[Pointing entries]

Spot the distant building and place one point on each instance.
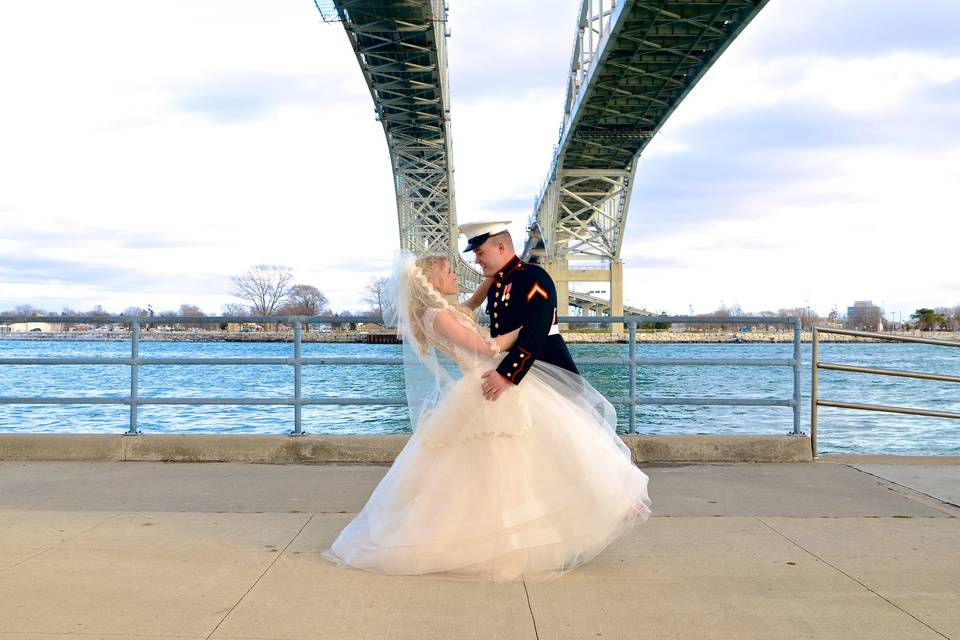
(864, 315)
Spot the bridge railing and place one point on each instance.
(297, 361)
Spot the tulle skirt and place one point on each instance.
(529, 486)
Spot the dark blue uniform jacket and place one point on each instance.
(523, 295)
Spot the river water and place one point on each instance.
(841, 430)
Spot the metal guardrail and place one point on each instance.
(815, 400)
(297, 362)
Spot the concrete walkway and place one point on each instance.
(225, 550)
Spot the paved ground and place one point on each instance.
(153, 550)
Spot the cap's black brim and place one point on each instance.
(476, 241)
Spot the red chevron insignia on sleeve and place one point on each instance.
(537, 289)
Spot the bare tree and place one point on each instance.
(305, 300)
(235, 309)
(264, 286)
(191, 311)
(375, 293)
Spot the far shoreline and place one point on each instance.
(359, 337)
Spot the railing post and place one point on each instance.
(632, 422)
(814, 391)
(796, 376)
(134, 375)
(297, 371)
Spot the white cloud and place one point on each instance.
(239, 132)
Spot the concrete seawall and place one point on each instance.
(572, 337)
(372, 449)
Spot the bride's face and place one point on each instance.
(444, 279)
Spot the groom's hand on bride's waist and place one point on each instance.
(493, 385)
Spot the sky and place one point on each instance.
(148, 152)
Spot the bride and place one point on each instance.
(526, 487)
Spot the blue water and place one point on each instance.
(841, 431)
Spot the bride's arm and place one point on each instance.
(447, 327)
(480, 294)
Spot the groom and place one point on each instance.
(522, 295)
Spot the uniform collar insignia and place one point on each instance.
(515, 263)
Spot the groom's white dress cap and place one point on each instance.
(478, 232)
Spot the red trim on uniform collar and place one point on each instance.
(515, 263)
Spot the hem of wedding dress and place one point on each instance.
(463, 573)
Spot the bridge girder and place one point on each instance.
(400, 46)
(633, 63)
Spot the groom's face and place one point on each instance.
(491, 255)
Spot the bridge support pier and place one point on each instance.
(616, 295)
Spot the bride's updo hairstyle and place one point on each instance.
(424, 295)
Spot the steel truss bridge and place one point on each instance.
(633, 62)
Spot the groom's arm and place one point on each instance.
(540, 300)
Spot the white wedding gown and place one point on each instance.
(529, 486)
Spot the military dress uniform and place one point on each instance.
(523, 295)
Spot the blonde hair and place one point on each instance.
(423, 296)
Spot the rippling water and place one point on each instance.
(841, 431)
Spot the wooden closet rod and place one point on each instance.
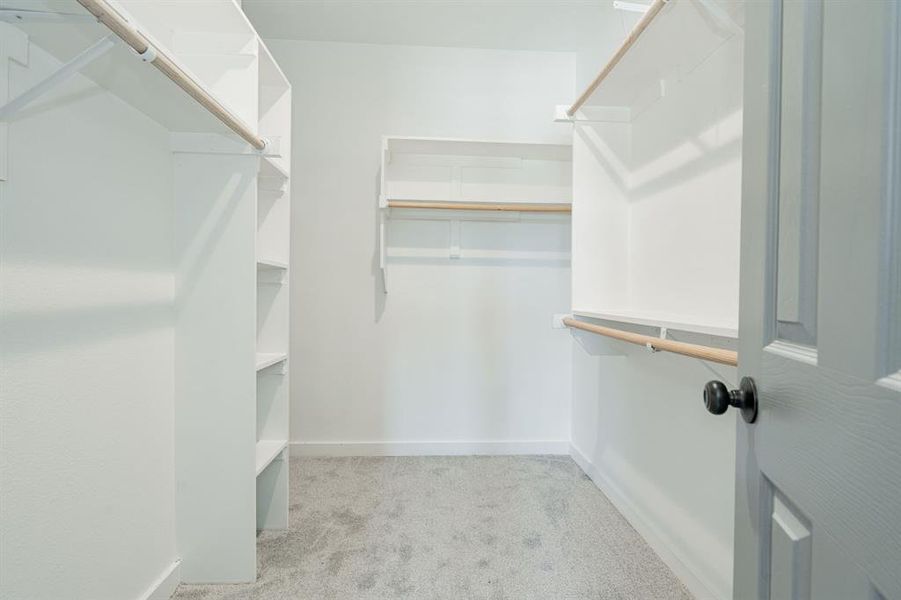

== Goal ==
Reproduce all of the entries above verbatim, leaving the pictures out.

== Answer to the exercise ==
Spot the distant building and place one point on each instance.
(864, 315)
Spot the bridge railing and place one point on each instance.
(297, 361)
Spot the tulle skirt and place one point on each instance.
(529, 486)
Spot the dark blue uniform jacket and place one point on each instance.
(523, 295)
Spot the river water and place one point on each instance.
(841, 430)
Spot the metal guardrail and place one point on each instance.
(815, 400)
(297, 362)
Spot the concrete walkway and place one point on each instance.
(225, 550)
Spot the paved ground and place one point on each instance.
(153, 550)
Spot the cap's black brim and place one point on each instance.
(476, 241)
Spot the red chevron insignia on sleeve and place one point on each instance.
(537, 289)
Spot the bare tree and place one point on each instance.
(305, 300)
(235, 309)
(264, 286)
(191, 311)
(375, 293)
Spot the far shoreline and place one point on each instance.
(359, 337)
Spot the railing post and place one point on each instance.
(632, 422)
(814, 391)
(796, 376)
(134, 375)
(297, 371)
Spot the white cloud and place one point on each instance.
(239, 132)
Spot the concrete seawall and place one point on each instance.
(572, 337)
(372, 449)
Spot the bride's face and place one point on each instance.
(444, 279)
Spot the groom's hand on bride's waist and place one point on each instance.
(493, 385)
Spot the sky and place one point on each instance.
(148, 152)
Spot the bride and place one point on each instance.
(526, 487)
Spot the blue water and place one point on each instance.
(841, 431)
Spot the bride's arm and place one point on each instance.
(447, 327)
(480, 294)
Spot the groom and place one point on each instance.
(522, 295)
Spot the uniform collar insignia and place one point on each instance.
(515, 263)
Spot the groom's white dress cap and place one point on each instance.
(478, 232)
Spot the red trim on uniform collar and place one point on each instance.
(515, 263)
Spot the hem of wedding dress and place one point on each instance.
(463, 573)
Spot the bridge girder and place one point on each instance.
(400, 46)
(633, 63)
Spot the groom's face and place one point on each instance.
(491, 255)
Spot the bridge support pier and place one point on each instance.
(616, 295)
Spot the bride's updo hairstyle and place one point on each instance.
(424, 295)
Spot the steel truss bridge and place one point on each instance.
(633, 62)
Spot the groom's arm and place one point on each instance.
(540, 300)
Spot the white wedding gown and place one point on each instance.
(529, 486)
Spot the military dress uniform and place one point on each instance.
(523, 295)
Spot the blonde hair and place one point on each instance.
(423, 296)
Spot the rippling water and place one point on each instance.
(841, 431)
Spot the wooden closet rod and place one point on each instance.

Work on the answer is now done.